── DATI DEL COMPITO ──
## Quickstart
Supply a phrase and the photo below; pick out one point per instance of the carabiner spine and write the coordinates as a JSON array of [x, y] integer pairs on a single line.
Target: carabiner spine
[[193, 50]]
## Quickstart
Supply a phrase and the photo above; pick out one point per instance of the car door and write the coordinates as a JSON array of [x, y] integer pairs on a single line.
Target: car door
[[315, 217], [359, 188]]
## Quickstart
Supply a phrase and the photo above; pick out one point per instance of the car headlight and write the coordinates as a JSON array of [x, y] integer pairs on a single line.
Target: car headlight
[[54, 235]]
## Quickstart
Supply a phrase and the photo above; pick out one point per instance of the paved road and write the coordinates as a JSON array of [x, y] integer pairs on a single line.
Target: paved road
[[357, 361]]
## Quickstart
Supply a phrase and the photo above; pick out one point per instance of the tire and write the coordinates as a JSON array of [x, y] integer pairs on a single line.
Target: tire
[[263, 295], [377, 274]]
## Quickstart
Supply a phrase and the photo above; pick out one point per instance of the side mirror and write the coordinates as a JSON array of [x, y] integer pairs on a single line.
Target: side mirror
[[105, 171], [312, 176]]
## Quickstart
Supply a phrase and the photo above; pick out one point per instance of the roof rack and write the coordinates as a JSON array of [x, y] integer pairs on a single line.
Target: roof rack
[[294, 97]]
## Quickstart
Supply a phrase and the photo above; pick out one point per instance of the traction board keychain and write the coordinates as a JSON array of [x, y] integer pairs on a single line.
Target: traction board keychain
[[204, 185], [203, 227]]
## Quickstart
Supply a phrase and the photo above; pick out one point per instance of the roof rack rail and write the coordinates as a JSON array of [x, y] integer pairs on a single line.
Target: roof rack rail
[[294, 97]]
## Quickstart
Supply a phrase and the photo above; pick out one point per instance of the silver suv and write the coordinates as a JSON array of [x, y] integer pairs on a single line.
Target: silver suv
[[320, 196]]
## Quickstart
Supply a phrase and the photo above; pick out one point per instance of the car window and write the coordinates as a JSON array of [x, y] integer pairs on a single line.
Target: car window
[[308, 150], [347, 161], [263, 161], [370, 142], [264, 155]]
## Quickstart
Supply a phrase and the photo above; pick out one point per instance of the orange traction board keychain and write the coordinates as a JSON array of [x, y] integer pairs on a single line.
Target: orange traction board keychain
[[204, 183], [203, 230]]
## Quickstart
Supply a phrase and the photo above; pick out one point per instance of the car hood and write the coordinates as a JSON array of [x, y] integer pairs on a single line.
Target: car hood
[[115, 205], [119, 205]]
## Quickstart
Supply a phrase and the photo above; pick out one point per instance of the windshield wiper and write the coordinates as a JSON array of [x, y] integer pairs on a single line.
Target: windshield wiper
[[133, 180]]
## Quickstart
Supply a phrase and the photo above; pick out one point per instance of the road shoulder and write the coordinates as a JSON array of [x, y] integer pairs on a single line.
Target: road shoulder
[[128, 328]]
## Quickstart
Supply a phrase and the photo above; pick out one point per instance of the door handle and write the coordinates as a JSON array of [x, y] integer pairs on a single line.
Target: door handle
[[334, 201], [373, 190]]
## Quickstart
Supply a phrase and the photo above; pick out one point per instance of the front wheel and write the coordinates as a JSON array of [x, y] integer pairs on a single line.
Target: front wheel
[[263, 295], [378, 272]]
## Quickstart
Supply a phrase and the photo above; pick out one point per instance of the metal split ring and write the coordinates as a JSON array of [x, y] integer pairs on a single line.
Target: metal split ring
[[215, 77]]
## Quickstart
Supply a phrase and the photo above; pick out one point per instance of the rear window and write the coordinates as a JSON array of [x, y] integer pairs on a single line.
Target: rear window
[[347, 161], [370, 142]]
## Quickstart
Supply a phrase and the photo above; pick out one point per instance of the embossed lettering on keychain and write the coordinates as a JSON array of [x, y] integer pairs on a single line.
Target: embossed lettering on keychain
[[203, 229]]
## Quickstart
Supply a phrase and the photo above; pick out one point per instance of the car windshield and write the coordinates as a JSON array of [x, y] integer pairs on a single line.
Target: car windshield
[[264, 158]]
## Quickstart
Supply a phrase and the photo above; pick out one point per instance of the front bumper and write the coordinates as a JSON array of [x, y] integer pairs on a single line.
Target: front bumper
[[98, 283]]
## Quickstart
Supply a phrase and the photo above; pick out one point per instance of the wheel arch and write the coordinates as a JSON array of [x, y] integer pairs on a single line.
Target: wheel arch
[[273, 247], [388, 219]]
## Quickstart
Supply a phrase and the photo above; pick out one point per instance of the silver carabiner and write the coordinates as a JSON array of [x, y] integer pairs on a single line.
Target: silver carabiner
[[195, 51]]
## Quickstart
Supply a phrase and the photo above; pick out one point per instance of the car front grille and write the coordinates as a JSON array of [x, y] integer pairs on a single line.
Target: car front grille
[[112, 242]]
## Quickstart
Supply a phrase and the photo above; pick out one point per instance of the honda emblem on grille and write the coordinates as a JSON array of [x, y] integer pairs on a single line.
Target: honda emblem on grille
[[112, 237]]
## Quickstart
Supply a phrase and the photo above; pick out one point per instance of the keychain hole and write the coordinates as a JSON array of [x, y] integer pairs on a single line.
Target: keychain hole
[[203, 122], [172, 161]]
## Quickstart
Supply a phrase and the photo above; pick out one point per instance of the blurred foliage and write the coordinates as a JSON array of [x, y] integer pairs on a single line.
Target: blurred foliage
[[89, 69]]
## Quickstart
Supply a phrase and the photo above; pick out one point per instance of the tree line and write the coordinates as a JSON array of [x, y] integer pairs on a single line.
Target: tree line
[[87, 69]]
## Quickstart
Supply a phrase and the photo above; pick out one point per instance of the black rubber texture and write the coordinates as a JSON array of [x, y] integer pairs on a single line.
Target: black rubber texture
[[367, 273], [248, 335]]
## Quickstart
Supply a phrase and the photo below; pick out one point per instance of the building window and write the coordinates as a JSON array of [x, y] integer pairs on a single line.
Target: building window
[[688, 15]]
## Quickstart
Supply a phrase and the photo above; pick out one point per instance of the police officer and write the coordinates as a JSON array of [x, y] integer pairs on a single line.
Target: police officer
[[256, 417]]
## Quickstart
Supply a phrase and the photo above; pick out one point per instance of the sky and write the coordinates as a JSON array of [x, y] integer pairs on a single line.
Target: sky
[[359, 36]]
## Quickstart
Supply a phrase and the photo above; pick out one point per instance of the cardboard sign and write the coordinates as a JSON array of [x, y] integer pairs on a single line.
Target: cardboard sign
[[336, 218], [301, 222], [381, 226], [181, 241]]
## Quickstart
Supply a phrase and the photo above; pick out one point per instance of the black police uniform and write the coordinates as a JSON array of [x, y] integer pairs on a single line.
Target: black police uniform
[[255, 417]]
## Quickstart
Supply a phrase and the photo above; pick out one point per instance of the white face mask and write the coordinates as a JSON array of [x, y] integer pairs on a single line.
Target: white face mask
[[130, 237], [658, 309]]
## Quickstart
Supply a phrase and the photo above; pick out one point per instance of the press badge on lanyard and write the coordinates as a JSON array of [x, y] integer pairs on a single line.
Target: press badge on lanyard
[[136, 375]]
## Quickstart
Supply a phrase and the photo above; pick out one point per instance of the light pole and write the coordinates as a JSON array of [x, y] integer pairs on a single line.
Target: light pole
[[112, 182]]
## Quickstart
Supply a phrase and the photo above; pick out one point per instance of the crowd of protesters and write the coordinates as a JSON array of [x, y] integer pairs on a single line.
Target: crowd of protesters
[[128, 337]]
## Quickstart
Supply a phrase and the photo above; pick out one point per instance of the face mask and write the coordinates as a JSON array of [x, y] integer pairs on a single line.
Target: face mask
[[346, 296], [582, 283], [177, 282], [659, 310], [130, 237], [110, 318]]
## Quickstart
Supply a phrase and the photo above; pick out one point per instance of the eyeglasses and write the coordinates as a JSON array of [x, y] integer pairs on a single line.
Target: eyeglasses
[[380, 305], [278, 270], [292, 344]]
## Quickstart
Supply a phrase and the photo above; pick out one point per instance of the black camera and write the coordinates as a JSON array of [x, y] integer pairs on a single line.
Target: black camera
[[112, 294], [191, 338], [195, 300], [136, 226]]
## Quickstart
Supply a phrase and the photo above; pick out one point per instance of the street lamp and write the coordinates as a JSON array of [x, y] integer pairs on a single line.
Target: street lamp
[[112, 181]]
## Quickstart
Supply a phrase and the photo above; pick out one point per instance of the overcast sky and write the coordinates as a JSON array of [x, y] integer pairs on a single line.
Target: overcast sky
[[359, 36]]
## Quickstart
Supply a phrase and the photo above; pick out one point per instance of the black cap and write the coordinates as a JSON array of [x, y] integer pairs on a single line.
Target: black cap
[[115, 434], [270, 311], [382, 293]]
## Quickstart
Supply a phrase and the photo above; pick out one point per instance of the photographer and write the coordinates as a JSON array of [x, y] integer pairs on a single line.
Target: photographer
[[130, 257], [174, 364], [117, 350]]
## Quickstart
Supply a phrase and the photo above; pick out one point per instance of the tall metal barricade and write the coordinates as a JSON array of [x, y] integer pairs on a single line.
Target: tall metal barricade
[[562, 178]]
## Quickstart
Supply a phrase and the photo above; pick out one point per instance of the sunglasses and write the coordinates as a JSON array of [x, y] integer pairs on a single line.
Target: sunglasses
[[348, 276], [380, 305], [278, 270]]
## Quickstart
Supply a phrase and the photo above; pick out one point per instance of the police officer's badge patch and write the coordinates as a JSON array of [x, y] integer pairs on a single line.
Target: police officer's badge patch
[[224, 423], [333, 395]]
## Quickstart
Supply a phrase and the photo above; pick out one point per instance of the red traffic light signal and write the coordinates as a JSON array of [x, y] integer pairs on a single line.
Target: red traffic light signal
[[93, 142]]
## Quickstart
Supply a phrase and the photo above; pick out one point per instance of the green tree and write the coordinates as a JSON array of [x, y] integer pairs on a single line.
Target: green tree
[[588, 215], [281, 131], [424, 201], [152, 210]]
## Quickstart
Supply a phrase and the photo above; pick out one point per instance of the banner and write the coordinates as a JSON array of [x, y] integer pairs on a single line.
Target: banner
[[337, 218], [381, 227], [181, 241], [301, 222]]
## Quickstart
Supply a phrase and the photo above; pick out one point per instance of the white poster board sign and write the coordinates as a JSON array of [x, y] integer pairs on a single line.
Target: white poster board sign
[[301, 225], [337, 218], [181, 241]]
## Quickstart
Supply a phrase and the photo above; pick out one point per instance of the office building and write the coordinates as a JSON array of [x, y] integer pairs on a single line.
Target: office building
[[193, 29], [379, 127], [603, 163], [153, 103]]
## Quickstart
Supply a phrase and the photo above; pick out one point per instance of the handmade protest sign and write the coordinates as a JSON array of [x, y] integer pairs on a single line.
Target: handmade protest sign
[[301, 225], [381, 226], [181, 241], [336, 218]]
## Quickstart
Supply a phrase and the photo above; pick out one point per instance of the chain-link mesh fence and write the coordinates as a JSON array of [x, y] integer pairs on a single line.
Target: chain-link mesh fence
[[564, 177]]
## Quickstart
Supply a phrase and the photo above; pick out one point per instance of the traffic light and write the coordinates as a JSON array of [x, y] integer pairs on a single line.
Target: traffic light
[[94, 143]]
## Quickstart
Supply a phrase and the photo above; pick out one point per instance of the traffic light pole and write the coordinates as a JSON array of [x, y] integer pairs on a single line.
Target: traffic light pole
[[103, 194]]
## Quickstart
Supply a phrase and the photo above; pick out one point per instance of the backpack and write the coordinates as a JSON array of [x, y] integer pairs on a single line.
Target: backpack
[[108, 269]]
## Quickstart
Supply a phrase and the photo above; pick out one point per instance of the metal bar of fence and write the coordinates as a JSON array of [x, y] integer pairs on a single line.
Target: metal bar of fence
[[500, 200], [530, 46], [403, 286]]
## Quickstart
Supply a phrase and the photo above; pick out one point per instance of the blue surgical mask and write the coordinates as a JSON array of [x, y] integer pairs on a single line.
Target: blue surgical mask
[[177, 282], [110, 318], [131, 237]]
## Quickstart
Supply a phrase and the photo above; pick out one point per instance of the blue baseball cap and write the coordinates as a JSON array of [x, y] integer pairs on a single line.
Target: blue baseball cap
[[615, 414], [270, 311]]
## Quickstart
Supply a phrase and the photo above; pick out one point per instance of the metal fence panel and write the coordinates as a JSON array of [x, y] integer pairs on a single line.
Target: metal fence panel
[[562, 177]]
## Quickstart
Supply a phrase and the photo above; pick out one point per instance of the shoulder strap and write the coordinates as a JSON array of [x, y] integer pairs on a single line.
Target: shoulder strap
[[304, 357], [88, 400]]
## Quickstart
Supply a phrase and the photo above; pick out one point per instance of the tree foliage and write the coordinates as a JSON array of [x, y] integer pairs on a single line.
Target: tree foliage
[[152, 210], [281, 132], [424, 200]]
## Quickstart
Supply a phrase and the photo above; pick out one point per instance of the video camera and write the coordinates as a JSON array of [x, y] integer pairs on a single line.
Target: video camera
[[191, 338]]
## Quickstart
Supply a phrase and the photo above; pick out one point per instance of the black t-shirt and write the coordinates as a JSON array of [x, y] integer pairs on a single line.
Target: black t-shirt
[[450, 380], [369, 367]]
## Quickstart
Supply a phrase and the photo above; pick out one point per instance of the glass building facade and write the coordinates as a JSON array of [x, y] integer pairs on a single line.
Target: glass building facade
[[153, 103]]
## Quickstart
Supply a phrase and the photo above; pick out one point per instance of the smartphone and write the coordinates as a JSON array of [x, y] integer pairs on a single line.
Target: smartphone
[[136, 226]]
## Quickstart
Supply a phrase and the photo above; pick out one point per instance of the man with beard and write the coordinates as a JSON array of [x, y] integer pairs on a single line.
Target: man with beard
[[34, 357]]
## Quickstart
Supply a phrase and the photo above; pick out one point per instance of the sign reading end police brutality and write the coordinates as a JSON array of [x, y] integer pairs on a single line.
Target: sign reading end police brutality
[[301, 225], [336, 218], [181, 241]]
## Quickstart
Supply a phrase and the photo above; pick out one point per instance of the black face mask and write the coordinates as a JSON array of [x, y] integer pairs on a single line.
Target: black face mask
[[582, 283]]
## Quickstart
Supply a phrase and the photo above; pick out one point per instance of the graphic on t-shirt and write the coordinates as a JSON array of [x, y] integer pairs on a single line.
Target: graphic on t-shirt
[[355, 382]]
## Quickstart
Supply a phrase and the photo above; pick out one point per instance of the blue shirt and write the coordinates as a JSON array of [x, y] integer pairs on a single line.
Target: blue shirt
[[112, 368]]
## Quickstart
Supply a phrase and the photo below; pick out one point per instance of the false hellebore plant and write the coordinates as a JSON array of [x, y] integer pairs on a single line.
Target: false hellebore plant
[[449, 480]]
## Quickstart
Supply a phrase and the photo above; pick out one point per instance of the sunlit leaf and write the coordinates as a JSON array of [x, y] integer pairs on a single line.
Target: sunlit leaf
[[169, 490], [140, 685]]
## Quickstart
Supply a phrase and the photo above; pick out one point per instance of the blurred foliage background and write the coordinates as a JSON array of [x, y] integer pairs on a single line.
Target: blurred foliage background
───
COSA SERVE: Rendi come CSV a due colonne, «testo» e «risposta», la parte dei record che va dall'inizio fino alla riga contenente "[[105, 171], [312, 176]]", entrambe incluse, con una riga per record. Metti ciascun valore in un unico campo tra virgolette e sostituisci gli a capo con spazi.

RISPOSTA AL COMPITO:
testo,risposta
"## Quickstart Supply a phrase and the photo below; pick out one point per instance of the carabiner spine and write the coordinates as a JSON array of [x, y] integer pairs on a single line. Target: carabiner spine","[[193, 50]]"
"## Quickstart Supply a phrase and the photo above; pick out one point per instance of the car door and write the coordinates as a JSON array of [x, y] integer pairs on a single line. Target: car door","[[315, 217], [359, 188]]"
"## Quickstart Supply a phrase and the photo above; pick out one point per instance of the car headlight and write the coordinates as a JSON array of [x, y] integer pairs on a single line. Target: car headlight","[[54, 235]]"
"## Quickstart Supply a phrase and the photo above; pick out one point per instance of the paved road and write the coordinates as a JSON array of [x, y] integer pairs on a single line. Target: paved road","[[357, 361]]"
"## Quickstart Supply a phrase and the photo above; pick out one point per instance of the tire and write the coordinates as a JSON array of [x, y] integer pairs on a single line. Target: tire","[[263, 295], [377, 274]]"
"## Quickstart Supply a phrase and the photo above; pick out one point per instance of the side mirror and write the coordinates as a JSON array of [x, y] integer pairs on a single line. Target: side mirror","[[105, 171], [312, 176]]"